→ Суть задания:
Извлеките из материала ниже все строки, в которых есть слово «windshield». Регистр букв учитывается.

→ Набор данных:
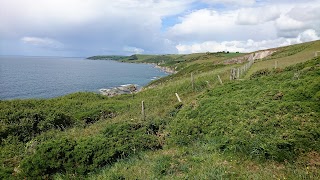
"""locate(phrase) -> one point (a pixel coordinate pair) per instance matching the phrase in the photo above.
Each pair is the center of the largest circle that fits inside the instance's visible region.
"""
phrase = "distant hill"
(240, 118)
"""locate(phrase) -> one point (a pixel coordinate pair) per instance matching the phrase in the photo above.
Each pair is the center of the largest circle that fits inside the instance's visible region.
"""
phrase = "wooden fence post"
(142, 111)
(192, 81)
(220, 80)
(238, 73)
(178, 97)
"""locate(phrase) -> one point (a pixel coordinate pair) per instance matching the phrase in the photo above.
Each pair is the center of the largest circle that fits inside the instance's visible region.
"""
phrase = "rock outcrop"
(250, 57)
(124, 89)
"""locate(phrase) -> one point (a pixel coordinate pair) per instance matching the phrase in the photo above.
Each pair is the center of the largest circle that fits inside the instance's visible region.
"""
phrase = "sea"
(24, 77)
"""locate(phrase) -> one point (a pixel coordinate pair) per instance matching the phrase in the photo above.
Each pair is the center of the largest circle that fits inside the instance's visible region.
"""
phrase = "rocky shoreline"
(124, 89)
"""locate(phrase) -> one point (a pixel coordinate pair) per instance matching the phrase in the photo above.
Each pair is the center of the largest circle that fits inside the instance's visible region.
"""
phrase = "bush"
(262, 72)
(85, 155)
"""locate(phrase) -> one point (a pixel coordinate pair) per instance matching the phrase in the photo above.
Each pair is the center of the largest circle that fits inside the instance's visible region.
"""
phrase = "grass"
(263, 127)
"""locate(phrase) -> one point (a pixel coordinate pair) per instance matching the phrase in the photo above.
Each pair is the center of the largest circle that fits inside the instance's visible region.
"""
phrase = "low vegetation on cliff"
(264, 125)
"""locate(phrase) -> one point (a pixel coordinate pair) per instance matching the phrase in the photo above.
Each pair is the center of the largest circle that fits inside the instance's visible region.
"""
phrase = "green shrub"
(85, 155)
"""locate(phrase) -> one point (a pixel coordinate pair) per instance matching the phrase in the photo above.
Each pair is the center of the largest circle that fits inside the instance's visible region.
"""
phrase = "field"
(264, 126)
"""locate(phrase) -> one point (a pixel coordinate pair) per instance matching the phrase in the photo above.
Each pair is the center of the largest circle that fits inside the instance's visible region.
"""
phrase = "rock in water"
(124, 89)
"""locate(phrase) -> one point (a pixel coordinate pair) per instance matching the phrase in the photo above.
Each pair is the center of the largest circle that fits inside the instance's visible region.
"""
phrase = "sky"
(123, 27)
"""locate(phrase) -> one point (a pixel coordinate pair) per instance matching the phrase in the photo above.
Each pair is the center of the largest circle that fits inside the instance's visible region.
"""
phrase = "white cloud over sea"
(84, 28)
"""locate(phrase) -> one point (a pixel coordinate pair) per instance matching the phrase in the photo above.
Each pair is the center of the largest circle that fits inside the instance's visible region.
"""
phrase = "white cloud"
(133, 50)
(246, 46)
(308, 35)
(231, 2)
(253, 16)
(208, 25)
(286, 23)
(43, 42)
(89, 26)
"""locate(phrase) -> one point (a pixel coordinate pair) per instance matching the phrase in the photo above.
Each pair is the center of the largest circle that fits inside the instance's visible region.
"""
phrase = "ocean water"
(47, 77)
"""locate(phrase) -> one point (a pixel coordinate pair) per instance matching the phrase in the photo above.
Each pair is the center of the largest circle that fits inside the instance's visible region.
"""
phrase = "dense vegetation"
(263, 127)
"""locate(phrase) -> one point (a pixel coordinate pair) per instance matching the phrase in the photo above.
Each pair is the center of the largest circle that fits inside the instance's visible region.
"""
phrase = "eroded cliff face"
(250, 57)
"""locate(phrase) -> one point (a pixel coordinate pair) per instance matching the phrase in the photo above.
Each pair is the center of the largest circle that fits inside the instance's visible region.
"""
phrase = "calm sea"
(46, 77)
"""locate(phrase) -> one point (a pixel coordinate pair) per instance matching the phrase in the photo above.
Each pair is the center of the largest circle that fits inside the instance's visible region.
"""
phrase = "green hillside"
(264, 126)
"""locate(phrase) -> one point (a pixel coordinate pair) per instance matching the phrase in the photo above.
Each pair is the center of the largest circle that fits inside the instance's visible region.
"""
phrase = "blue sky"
(96, 27)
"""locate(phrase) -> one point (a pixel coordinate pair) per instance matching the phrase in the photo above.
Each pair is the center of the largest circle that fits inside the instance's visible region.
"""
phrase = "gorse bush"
(66, 155)
(249, 117)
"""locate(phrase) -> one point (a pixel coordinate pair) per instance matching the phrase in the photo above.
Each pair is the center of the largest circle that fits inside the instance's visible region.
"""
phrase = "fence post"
(238, 73)
(220, 80)
(192, 81)
(178, 97)
(142, 111)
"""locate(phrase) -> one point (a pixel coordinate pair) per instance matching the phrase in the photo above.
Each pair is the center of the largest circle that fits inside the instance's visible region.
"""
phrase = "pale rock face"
(250, 57)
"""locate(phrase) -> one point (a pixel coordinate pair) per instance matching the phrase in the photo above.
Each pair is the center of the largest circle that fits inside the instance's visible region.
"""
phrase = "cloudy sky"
(92, 27)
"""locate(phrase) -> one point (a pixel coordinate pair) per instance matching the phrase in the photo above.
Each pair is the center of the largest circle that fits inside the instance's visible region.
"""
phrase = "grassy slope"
(288, 56)
(238, 130)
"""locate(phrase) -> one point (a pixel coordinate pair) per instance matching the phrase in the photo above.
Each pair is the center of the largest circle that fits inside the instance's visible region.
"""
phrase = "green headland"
(262, 122)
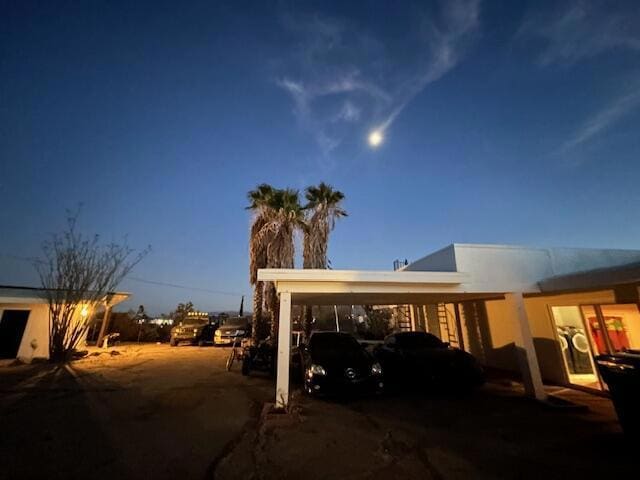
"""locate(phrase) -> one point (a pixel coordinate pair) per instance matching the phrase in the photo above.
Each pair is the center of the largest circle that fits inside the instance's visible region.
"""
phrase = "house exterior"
(539, 312)
(579, 303)
(24, 322)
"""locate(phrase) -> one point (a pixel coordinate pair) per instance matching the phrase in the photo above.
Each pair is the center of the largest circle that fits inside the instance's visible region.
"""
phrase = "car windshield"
(334, 345)
(417, 341)
(235, 324)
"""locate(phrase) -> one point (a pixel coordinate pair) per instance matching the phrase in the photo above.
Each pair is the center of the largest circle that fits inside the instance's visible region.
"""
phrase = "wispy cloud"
(343, 79)
(603, 119)
(582, 29)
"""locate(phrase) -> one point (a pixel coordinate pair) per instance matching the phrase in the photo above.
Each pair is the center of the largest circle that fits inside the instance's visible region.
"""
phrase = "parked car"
(233, 328)
(195, 332)
(335, 363)
(420, 359)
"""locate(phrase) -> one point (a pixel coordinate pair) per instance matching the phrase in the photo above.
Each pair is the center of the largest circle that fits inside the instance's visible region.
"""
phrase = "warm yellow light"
(375, 138)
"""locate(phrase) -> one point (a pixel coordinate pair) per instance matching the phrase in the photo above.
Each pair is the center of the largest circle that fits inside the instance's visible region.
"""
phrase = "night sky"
(503, 123)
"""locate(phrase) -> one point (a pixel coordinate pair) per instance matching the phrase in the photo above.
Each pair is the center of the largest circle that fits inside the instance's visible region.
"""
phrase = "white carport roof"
(350, 287)
(346, 287)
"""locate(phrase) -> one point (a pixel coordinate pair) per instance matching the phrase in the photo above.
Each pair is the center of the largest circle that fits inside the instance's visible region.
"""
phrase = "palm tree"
(323, 208)
(259, 204)
(285, 216)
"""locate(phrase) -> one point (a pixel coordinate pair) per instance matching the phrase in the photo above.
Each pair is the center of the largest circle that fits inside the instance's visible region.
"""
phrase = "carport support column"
(525, 348)
(105, 324)
(284, 351)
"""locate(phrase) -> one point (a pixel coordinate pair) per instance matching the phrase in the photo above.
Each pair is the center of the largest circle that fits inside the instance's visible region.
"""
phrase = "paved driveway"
(150, 412)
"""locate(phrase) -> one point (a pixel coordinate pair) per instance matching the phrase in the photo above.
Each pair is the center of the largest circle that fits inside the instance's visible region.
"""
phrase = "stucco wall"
(443, 260)
(36, 330)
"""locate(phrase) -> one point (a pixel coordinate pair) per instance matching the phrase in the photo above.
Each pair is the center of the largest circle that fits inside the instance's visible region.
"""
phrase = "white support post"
(525, 348)
(412, 317)
(284, 351)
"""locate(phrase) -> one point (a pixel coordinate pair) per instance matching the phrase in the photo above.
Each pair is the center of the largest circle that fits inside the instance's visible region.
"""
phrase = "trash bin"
(621, 373)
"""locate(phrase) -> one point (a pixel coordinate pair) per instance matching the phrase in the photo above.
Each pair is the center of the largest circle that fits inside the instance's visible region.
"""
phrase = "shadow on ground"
(50, 431)
(493, 433)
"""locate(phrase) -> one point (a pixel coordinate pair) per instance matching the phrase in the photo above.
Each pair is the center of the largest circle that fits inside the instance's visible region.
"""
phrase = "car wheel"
(246, 365)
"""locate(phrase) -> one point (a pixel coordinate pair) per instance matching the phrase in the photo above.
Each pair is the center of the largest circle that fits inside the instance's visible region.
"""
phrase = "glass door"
(622, 326)
(577, 345)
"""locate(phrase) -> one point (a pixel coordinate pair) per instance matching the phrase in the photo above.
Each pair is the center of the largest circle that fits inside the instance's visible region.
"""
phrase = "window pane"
(623, 326)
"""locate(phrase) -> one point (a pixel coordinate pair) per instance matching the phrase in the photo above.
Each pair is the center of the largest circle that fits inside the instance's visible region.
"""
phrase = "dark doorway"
(11, 329)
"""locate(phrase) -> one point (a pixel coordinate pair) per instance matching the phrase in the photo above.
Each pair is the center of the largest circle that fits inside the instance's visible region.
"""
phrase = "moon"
(375, 138)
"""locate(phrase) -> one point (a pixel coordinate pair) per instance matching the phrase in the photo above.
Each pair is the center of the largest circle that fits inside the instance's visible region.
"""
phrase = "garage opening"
(12, 327)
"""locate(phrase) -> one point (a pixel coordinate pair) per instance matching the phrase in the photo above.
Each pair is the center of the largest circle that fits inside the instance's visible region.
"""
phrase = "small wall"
(36, 330)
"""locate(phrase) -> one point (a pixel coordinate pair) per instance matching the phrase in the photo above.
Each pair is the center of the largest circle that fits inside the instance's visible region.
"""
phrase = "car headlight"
(316, 370)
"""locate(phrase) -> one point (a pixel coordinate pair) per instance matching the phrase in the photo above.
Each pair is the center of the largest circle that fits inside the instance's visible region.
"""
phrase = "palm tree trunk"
(258, 322)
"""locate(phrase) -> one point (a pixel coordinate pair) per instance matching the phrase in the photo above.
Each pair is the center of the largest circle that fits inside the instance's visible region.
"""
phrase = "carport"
(358, 287)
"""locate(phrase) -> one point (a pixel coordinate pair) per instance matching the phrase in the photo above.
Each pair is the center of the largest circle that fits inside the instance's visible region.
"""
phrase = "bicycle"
(236, 351)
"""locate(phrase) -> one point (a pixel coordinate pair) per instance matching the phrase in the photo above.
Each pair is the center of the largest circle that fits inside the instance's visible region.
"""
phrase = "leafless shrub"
(78, 273)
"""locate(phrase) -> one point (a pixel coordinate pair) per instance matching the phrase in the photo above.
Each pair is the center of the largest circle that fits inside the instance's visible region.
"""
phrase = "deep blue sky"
(503, 123)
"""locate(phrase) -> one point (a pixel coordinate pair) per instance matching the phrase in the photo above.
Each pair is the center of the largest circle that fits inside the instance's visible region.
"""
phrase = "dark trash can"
(621, 373)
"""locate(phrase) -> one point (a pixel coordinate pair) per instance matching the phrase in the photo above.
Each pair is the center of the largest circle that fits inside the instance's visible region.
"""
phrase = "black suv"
(196, 332)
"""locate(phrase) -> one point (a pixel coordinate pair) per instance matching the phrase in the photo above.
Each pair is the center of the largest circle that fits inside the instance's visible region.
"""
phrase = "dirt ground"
(150, 412)
(156, 412)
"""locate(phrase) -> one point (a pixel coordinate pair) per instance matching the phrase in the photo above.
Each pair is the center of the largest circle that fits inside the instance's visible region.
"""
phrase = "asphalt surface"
(151, 411)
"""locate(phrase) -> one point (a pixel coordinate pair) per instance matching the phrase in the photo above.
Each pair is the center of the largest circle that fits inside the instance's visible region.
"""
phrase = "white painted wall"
(36, 330)
(517, 268)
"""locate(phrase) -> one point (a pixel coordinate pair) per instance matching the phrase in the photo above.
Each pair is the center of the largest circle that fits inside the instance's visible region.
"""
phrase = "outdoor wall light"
(316, 370)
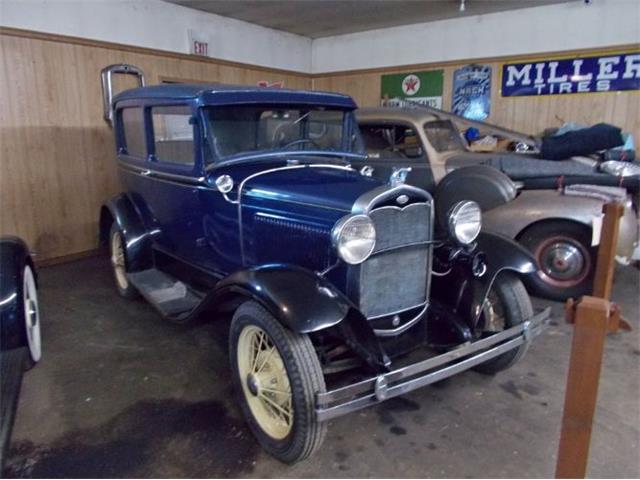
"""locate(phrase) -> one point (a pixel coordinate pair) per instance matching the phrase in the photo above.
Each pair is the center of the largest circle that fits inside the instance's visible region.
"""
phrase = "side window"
(173, 134)
(133, 132)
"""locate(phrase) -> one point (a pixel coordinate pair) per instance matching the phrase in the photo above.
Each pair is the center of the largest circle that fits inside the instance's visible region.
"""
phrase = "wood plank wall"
(57, 161)
(57, 154)
(527, 114)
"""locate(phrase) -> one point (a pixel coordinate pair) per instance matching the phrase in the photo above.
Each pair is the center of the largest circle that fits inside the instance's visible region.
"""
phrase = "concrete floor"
(121, 393)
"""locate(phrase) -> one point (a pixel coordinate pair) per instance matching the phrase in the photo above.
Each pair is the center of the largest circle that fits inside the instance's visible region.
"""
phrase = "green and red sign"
(418, 87)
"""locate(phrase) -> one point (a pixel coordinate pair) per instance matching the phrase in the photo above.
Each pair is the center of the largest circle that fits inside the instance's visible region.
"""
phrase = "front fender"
(466, 292)
(531, 206)
(122, 211)
(305, 302)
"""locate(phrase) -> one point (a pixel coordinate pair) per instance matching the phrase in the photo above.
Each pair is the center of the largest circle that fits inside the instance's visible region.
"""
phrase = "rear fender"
(304, 302)
(121, 210)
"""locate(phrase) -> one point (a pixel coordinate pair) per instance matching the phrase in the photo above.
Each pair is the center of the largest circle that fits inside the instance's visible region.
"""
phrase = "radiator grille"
(394, 278)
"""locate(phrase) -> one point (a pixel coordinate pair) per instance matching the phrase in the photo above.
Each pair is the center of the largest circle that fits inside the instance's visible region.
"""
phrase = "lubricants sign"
(418, 87)
(604, 73)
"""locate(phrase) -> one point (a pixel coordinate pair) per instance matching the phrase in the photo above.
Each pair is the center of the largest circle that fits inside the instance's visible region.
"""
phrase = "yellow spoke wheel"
(266, 385)
(277, 375)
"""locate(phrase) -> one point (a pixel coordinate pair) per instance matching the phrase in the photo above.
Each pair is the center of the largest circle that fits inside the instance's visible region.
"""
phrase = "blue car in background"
(20, 339)
(344, 290)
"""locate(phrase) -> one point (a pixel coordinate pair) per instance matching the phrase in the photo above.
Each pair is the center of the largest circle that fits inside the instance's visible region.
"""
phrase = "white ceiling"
(322, 18)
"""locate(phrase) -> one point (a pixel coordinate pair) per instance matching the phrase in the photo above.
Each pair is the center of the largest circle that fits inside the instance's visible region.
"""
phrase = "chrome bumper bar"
(366, 393)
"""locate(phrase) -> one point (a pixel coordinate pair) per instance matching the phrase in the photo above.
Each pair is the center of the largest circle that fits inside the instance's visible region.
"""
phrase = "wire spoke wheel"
(265, 382)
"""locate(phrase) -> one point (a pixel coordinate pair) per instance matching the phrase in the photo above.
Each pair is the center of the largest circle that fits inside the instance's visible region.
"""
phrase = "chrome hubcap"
(563, 262)
(118, 260)
(266, 387)
(32, 315)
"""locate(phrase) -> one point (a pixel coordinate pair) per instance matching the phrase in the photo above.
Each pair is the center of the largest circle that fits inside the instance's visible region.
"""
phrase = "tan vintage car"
(560, 226)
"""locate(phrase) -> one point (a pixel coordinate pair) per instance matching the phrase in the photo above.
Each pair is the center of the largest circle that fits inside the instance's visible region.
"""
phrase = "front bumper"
(366, 393)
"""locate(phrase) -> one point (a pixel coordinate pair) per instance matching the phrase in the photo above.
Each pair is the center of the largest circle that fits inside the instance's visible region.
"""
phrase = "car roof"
(415, 115)
(222, 94)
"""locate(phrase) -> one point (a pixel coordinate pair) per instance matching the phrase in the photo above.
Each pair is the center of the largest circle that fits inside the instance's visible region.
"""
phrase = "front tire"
(508, 304)
(117, 254)
(277, 375)
(565, 259)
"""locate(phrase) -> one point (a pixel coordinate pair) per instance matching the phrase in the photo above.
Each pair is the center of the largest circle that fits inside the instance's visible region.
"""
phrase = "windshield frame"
(461, 144)
(348, 148)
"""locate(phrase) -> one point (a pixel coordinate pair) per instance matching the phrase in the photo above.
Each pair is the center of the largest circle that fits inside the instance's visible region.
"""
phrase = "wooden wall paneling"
(527, 114)
(57, 155)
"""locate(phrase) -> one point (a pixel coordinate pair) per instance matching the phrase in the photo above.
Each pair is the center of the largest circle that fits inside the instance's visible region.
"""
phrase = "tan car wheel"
(277, 374)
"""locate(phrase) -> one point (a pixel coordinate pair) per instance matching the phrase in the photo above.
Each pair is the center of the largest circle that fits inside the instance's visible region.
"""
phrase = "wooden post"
(591, 325)
(593, 318)
(603, 280)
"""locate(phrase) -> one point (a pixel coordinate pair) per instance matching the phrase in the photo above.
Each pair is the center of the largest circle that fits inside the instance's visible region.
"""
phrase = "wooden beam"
(605, 266)
(591, 325)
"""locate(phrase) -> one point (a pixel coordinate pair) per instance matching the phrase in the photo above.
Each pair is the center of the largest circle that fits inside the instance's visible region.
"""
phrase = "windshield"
(443, 136)
(247, 129)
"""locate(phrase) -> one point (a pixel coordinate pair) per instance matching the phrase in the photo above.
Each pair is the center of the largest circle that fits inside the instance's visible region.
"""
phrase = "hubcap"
(563, 261)
(118, 260)
(266, 387)
(493, 313)
(31, 315)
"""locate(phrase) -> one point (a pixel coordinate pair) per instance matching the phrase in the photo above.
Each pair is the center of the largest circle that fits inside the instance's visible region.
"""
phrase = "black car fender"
(305, 302)
(465, 290)
(14, 256)
(121, 210)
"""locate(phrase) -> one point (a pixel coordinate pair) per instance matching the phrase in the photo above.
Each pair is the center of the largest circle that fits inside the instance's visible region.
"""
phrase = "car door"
(391, 146)
(175, 172)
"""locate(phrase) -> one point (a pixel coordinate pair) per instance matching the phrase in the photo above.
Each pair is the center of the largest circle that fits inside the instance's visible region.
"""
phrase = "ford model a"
(243, 199)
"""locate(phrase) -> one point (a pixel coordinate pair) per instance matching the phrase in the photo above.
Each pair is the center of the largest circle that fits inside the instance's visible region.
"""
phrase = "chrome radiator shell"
(394, 280)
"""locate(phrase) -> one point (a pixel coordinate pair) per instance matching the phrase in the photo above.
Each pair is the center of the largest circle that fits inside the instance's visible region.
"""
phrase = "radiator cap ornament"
(402, 199)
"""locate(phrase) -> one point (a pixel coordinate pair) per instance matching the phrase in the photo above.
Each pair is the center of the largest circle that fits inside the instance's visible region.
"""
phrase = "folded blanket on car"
(581, 142)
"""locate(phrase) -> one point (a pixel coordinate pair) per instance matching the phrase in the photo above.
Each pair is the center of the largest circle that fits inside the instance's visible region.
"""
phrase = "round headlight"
(354, 237)
(620, 169)
(465, 221)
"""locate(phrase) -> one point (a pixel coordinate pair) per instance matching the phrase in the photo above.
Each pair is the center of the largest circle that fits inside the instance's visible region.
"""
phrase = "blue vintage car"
(342, 287)
(20, 343)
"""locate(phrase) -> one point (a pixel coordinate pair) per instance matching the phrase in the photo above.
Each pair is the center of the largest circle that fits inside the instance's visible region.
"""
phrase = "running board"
(171, 297)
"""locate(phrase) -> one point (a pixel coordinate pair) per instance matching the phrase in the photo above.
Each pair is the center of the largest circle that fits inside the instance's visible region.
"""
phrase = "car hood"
(332, 187)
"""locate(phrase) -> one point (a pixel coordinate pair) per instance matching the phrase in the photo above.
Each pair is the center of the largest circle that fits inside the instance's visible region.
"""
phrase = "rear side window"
(133, 132)
(173, 134)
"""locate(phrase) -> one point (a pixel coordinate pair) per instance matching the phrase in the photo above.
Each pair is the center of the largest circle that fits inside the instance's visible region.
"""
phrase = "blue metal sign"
(603, 73)
(472, 92)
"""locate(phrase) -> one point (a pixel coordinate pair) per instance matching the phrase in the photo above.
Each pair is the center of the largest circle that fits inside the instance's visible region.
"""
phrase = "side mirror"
(224, 184)
(107, 85)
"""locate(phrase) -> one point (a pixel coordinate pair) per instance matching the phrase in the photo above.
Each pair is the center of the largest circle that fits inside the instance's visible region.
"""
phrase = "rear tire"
(269, 361)
(117, 255)
(507, 305)
(565, 260)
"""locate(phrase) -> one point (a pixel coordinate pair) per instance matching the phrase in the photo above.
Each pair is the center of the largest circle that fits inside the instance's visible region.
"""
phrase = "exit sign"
(198, 44)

→ Результат упражнения:
phrase = "car windshield"
phrase = "windshield frame"
phrase = "windshield"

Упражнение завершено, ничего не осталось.